Is there an easy non-modelling way for visualizing different prior distributions?

di4oi4 · August 1, 2021, 1:22pm

Normally distributed priors are easy to be simulated and visualized without doing any modelling (which takes some extra time). For example, with ggplot:

dist = rnorm(1000, 15, 8)
ggplot(NULL, aes(dist)) + geom_density()

Is there an easy and similar option for checking cauchy, laplace, student t and other prior distributions?

joels · August 1, 2021, 5:22pm

You can plot simulations from any available probability distribution, or alternatively, you can directly plot the density function for a given distribution. For example:

library(tidyverse)
library(VGAM)  # For laplace distribution
library(patchwork) # For plot layouts
theme_set(theme_bw())

# Sample from distribution
p1=ggplot(tibble(x=rt(1000, df=4)), aes(x)) +
  geom_density()

p2=ggplot(tibble(x=rlaplace(1000, location=0, scale=4)), aes(x)) +
  geom_density()

p3=ggplot(tibble(x=rlnorm(1000, meanlog=0, sdlog=0.5)), aes(x)) +
  geom_density()

# Plot multiple sets of random draws from a distribution
p4=ggplot() +
  replicate(10, geom_density(data=tibble(x=rlaplace(100, location=0, scale=4)), aes(x)))

list(p1,p2,p3,p4) %>% wrap_plots(nrow=2)

# Plot density function
p5 = ggplot() +
  stat_function(fun=dcauchy, args=list(location=1, scale=2), 
                xlim=c(-10,10))

p6=ggplot() +
  stat_function(fun=dnorm, args=list(mean=2, sd=3), 
                xlim=c(-10,15))

p7=ggplot() +
  stat_function(fun=dt, args=list(df=4), 
                xlim=c(-20,20), n=1000)

p8=ggplot() +
  stat_function(fun=dlaplace, args=list(location=0, scale=4), 
                xlim=c(-20,20), n=1000)

list(p5,p6,p7,p8) %>% wrap_plots(nrow=2)

^{Created on 2021-08-01 by the reprex package (v2.0.0)}

di4oi4 · August 14, 2021, 8:12am

This is very useful! Does the same approach allow plotting different lkj_corr_cholesky priors?

joels · August 14, 2021, 10:00pm

For univariate density plots, you can plot the density for an LKJ prior for 2x2 correlation matrices, or marginal plots of LKJ priors for larger correlation matrices. Below are examples.

library(tidyverse)
theme_set(theme_bw() +
            theme(plot.title=element_text(size=rel(1), hjust=0.5)))
library(ggdist)

# Plot LKJ Density
lkj_dfunc = function(K, etas=c(0.1, 0.5, 1, 1.5, 2, 5)) {
  
  etas = set_names(etas)
  cor = seq(-1,1,length=200)
  
  etas %>% 
  map_df(
    ~ dlkjcorr_marginal(cor, K=K, eta=.x)

→ **PARTS OF THE EXERCISE**
1: Reproduce verbatim the portion of the forum thread on visualizing prior distributions from "p3=ggplot(tibble(x=rlnorm(1000, meanlog=0, sdlog=0.5)), aes(x))" to "xlim=c(-10,10))".
2: Write the next part of the forum thread on visualizing prior distributions, picking up after its last line.
The records were drawn from a source other than the forum thread.

→ **Items stored from a collection**
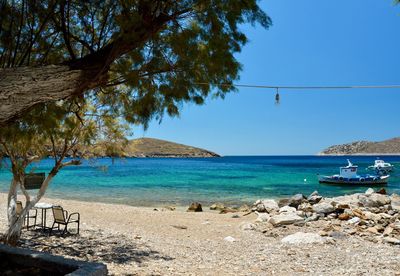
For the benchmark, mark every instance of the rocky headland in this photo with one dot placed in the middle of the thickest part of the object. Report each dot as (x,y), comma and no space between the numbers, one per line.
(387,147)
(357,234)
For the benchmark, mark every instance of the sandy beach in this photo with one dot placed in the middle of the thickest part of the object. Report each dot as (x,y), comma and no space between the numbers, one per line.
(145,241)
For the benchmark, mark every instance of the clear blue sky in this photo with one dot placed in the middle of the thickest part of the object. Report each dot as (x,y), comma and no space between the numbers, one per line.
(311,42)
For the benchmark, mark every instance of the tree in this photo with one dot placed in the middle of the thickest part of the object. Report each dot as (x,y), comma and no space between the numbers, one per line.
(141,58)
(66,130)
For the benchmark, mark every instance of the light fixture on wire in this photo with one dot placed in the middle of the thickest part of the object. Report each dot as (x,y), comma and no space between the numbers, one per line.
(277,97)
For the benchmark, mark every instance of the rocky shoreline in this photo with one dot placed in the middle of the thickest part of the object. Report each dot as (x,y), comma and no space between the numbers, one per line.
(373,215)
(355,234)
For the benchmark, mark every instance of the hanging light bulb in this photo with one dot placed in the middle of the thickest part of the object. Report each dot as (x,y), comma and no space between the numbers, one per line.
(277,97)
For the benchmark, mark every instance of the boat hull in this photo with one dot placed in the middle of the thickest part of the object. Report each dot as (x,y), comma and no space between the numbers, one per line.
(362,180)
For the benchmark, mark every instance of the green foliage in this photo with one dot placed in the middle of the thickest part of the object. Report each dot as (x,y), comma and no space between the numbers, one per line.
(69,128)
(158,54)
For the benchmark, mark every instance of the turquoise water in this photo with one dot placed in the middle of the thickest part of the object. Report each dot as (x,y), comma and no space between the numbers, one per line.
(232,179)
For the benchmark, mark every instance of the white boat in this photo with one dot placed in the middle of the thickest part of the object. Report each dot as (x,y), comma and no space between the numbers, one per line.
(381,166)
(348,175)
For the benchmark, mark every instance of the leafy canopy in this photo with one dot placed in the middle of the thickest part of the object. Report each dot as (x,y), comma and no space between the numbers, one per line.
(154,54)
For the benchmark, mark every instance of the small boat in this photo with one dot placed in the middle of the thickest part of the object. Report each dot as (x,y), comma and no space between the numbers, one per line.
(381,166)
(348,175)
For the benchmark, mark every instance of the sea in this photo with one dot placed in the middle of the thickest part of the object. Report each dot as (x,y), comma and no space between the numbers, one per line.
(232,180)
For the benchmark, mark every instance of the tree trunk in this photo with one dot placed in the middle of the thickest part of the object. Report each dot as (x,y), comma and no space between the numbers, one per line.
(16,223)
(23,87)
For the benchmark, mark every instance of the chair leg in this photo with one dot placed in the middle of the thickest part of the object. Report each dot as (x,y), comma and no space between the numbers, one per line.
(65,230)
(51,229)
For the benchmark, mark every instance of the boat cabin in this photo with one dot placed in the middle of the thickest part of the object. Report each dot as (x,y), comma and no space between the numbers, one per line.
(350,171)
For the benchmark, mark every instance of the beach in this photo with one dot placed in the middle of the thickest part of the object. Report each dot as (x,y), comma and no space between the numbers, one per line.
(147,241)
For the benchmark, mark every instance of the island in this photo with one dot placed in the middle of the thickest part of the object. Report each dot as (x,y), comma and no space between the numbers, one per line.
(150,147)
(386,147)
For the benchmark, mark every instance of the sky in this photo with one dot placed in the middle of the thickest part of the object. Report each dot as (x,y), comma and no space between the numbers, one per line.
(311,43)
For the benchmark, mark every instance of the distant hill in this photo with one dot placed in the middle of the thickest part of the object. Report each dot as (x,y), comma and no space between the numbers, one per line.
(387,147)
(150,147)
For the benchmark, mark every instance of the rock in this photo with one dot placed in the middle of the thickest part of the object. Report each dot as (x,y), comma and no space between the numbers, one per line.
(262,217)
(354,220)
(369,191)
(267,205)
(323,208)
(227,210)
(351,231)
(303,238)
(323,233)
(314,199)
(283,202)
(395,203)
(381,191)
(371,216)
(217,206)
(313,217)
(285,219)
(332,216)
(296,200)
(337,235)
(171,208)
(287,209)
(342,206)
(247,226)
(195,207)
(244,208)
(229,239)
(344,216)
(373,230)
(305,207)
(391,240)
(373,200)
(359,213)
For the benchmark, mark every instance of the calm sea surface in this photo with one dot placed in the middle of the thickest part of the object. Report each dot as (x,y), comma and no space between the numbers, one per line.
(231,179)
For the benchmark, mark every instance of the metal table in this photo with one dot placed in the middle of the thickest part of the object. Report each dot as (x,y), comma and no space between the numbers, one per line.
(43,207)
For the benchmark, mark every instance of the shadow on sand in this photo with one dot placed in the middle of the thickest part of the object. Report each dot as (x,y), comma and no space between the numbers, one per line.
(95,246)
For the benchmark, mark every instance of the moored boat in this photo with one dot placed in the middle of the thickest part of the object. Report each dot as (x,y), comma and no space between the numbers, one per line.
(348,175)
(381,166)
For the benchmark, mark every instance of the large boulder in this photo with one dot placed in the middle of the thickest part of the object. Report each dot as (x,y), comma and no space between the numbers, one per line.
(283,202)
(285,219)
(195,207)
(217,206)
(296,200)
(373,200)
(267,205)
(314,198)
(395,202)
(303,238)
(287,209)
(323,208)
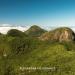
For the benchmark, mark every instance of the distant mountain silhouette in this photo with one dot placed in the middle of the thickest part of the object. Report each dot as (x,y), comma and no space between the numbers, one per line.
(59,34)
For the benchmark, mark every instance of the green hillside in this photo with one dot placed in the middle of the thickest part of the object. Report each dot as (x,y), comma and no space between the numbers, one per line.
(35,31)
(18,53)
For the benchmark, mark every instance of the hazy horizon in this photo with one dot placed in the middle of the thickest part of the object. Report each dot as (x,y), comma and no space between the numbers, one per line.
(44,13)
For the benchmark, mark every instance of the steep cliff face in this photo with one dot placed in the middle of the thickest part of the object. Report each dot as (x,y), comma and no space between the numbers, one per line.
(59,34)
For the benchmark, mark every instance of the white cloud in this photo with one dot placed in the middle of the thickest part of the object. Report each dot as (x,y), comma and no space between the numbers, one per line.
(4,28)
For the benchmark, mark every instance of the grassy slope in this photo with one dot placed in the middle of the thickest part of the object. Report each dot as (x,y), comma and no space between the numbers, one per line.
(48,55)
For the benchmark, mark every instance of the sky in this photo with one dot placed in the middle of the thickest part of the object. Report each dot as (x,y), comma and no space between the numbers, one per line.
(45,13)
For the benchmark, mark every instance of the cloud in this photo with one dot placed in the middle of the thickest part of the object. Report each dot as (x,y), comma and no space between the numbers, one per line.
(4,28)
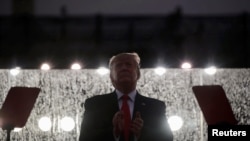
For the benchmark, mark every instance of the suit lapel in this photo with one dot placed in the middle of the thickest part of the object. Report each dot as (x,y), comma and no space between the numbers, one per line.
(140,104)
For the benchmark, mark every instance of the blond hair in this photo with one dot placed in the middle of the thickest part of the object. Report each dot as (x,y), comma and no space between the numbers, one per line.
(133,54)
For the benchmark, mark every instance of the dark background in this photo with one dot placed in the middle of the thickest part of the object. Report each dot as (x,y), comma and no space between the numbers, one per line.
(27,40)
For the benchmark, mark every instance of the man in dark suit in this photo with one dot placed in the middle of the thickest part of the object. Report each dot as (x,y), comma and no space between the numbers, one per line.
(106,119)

→ **OUTPUTS IN ORDER**
1:
p3=ggplot(tibble(x=rlnorm(1000, meanlog=0, sdlog=0.5)), aes(x)) +
  geom_density()

# Plot multiple sets of random draws from a distribution
p4=ggplot() +
  replicate(10, geom_density(data=tibble(x=rlaplace(100, location=0, scale=4)), aes(x)))

list(p1,p2,p3,p4) %>% wrap_plots(nrow=2)

# Plot density function
p5 = ggplot() +
  stat_function(fun=dcauchy, args=list(location=1, scale=2), 
                xlim=c(-10,10))

2:
  ) %>% 
  bind_cols(x=cor) %>% 
  pivot_longer(cols=-x, names_to='eta', values_to='density') %>% 
  ggplot(aes(x=x, y=density)) + 
    geom_area(colour=hcl(240,100,30), fill=hcl(240,100,65)) +
    facet_wrap(vars(eta)) +
    scale_y_continuous(expand=expansion(c(0,0.05))) +
    coord_cartesian(ylim=c(0,2)) +
    labs(title=paste0(ifelse(K==2, "", "Marginal "),
                      "LKJ correlation distribution for K=", K,
                      " and various values of eta"),
         x="Correlation") 
}

lkj_dfunc(2)

lkj_dfunc(5)

# Plot density of random draws from LKJ distribution
lkj_rfunc = function(K, N=1000, etas=c(0.1, 0.5, 1, 1.5, 2, 5)) {
  
  etas = set_names(etas)
  
  etas %>% 
    map_df(
      ~ rlkjcorr_marginal(N, K=K, eta=.x)
    ) %>% 
    pivot_longer(cols=everything(), names_to='eta', values_to='corr') %>% 
    ggplot(aes(x=corr)) + 
      geom_density(colour=hcl(240,100,30), fill=hcl(240,100,65)) +
      facet_wrap(vars(eta)) +
      scale_y_continuous(expand=expansion(c(0,0.05))) +
      labs(title=paste0(ifelse(K==2, "D", "Marginal d"),
                        "ensity of random draws from LKJ distribution for K=", K,
                        " and various values of eta"),
           x="Correlation")
}

lkj_rfunc(2)

lkj_rfunc(5)

^{Created on 2021-08-14 by the reprex package (v2.0.1)}

andymilne · August 15, 2021, 4:06am

A related question: Is there an easy way to plot what priors look like after an inverse link function has been applied – e.g., what does a normal(0, 1) prior on the logit scale look like on the probability scale?

joels · August 16, 2021, 6:50pm

Below is an example for normally distributed log(odds) priors centered at zero and with a range of standard deviations.

Note that as the standard deviation moves downward from one towards zero, most of the log(odds) density piles up near zero, (i.e., odds near 1:1), so most of the probability density is near 0.5.

On the other hand, when the standard deviation is greater than one, most of the probability quickly starts piling up near 0 and 1. For example, for SD=5, 69% of the density is in log(odds) less than -2 or greater than 2 (1 - diff(pnorm(c(-2,2), 0, 5))), meaning 69% of the probability density is less than 0.12 or greater than 0.88. For SD=10, 75% of the log(odds) density is less than -3 or greater than 3, meaning 75% of the probability density is less than 0.05 or greater than 0.95.

library(LaplacesDemon)  # For invlogit function
library(tidyverse)
theme_set(ggthemes::theme_tufte(base_size=13) +
            theme(axis.text.y=element_blank(),
                  axis.ticks.y=element_blank(),
                  panel.border=element_rect(fill=NA)))
library(patchwork) # For plot layout

set.seed(10)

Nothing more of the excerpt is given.